One of the world’s best philosophers that ever lived was the German philosopher and forerunner of communism, Karl Marx. Throughout his life, Marx dedicated himself to conceptualizing ideas for the modern industrial society. Along with friend Friedrich Engels, Marx (1888) introduced a prolific view of society in which “class antagonism” or the fight between social classes happen. Constructed in the middle of 19th century, his ideas still hold relevance when applied by later philosophers of the contemporary society.

In a collaborative work with Engles, titled, “Communist Manifesto of 1848,” the philosophers present the theory regarding social classes, more often presented in the so-called social triangle. Like in the modern industrial world, in this social triangle, two social classes are deemed most important. The first and upper part is occupied by the bourgeoisie, the owners of resources or “the industrial millionaires, the leaders of whole industrial armies” who own the capital, such as lands, factories, machineries etc.

The other lower part is occupied by the proletariat, or the people who work for the bourgeoisie. According to Marx, these are the modern working class, the laborers, “who live only so long as they find work, and who find work only so long as their labor increases capital. ” These laborers, like the machineries for capital, are like commodities needed to complete production. In order to increase their profit, the bourgeoisie invest more capital on their business, finding better machineries for faster production, promoting products and services, and maximizing profit.

- EXERCISE REQUIREMENTS -
1. Write out part of the text on Marx's social classes, beginning at the words "One of the world’s" and stopping after "the contemporary society.".
2. Answer these questions from the text on Marx's social classes:
(a) What nationality does the text give for Karl Marx?
(b) What year appears in the title of the collaborative work with Engels?
(c) Who occupies the lower part of the social triangle?

- STORED RECORDS -
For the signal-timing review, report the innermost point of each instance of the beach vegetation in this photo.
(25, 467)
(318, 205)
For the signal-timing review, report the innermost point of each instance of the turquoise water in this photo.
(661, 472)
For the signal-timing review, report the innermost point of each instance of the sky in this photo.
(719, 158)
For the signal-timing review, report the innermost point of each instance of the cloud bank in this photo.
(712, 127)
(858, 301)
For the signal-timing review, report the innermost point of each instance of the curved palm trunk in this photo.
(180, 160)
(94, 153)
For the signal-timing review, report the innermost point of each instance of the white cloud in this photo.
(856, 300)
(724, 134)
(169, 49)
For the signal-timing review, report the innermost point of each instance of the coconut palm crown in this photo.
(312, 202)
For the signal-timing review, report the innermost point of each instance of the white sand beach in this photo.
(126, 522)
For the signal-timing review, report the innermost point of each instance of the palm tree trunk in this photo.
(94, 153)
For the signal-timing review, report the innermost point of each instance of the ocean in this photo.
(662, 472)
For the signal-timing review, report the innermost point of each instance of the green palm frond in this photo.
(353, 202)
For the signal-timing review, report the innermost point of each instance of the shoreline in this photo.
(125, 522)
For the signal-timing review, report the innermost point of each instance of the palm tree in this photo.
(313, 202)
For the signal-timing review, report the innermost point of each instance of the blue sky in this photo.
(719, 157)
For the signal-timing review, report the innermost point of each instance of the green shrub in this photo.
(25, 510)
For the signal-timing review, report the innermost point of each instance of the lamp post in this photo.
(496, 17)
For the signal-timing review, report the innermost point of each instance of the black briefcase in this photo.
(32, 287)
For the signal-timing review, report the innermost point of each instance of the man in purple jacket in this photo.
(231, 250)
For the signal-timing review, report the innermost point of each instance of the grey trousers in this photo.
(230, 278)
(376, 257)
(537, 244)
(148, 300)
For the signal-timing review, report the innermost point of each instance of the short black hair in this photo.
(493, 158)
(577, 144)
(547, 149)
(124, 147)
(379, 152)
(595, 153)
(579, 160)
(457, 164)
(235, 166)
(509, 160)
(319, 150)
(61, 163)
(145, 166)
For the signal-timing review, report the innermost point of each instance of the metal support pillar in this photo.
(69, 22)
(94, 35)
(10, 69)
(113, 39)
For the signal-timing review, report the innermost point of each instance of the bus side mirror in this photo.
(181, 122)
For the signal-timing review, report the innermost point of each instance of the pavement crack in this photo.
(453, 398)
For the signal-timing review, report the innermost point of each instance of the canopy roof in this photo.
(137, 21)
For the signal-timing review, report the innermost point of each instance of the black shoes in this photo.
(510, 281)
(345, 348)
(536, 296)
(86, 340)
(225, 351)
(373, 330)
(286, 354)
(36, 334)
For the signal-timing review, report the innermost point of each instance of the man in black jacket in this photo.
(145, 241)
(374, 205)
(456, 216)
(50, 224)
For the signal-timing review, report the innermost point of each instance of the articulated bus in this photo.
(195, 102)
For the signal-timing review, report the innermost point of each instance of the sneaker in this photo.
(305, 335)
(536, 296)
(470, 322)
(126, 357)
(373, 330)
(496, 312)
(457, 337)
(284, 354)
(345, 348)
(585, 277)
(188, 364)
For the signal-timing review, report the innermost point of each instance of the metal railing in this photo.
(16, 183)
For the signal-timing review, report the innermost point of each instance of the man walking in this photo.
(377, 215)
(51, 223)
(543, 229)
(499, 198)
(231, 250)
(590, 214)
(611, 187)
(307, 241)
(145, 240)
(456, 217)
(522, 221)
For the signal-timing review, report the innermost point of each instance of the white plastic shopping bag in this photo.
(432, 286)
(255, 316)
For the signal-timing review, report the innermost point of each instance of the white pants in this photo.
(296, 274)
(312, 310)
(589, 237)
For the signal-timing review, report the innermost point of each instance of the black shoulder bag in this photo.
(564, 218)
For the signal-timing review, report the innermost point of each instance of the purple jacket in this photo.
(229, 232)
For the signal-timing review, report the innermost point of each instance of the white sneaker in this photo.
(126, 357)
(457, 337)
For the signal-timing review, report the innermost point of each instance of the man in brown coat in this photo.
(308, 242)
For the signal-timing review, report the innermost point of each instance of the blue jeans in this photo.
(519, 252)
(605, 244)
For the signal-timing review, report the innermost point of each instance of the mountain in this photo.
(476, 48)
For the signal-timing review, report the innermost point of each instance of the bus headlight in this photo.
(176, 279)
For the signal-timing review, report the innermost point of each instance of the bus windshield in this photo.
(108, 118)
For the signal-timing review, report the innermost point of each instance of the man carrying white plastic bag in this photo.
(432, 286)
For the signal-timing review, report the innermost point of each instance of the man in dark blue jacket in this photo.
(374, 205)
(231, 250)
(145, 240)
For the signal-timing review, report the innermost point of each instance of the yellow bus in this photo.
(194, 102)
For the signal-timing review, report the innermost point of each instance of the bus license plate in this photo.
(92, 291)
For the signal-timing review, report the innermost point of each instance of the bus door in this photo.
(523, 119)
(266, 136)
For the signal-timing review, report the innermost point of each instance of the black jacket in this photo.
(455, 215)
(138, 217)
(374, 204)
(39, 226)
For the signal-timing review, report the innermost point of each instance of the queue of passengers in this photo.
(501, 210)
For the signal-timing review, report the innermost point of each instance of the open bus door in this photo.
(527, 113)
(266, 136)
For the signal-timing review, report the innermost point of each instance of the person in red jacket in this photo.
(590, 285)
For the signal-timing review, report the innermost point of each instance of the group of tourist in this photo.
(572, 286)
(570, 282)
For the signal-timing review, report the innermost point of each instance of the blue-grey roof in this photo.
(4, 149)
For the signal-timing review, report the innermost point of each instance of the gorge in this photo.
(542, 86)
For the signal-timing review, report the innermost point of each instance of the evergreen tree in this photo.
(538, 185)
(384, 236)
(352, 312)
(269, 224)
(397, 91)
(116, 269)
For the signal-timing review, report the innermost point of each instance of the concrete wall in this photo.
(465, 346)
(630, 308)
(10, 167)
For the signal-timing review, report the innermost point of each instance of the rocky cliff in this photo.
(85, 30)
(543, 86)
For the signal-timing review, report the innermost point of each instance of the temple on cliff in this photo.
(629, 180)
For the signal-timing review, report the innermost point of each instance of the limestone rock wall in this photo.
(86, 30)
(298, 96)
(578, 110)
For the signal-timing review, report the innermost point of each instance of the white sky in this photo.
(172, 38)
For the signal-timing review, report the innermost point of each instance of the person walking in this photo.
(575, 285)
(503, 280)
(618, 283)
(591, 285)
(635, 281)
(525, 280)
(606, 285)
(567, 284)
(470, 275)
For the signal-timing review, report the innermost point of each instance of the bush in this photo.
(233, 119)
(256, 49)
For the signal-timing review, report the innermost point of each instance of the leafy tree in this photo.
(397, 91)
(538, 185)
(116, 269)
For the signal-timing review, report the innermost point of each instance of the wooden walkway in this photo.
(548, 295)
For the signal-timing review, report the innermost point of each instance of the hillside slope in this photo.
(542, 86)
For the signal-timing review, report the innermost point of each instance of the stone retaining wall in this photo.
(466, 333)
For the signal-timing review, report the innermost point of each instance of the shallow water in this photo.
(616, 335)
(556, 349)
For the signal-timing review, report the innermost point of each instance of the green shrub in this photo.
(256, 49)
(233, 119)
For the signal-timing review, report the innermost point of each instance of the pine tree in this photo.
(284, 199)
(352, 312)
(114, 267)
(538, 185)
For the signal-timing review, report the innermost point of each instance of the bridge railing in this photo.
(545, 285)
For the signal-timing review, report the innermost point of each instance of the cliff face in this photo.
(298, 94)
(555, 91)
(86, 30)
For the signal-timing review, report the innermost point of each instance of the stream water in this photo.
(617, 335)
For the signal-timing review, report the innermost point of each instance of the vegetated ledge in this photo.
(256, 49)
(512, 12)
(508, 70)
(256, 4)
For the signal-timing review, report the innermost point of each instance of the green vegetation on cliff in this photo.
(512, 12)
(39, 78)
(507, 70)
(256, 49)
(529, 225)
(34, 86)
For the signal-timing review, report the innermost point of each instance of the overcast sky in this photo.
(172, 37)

- RESPONSES BY TASK -
1.
One of the world’s best philosophers that ever lived was the German philosopher and forerunner of communism, Karl Marx. Throughout his life, Marx dedicated himself to conceptualizing ideas for the modern industrial society. Along with friend Friedrich Engels, Marx (1888) introduced a prolific view of society in which “class antagonism” or the fight between social classes happen. Constructed in the middle of 19th century, his ideas still hold relevance when applied by later philosophers of the contemporary society.

2.
(a) German
(b) 1848
(c) The proletariat, the people who work for the bourgeoisie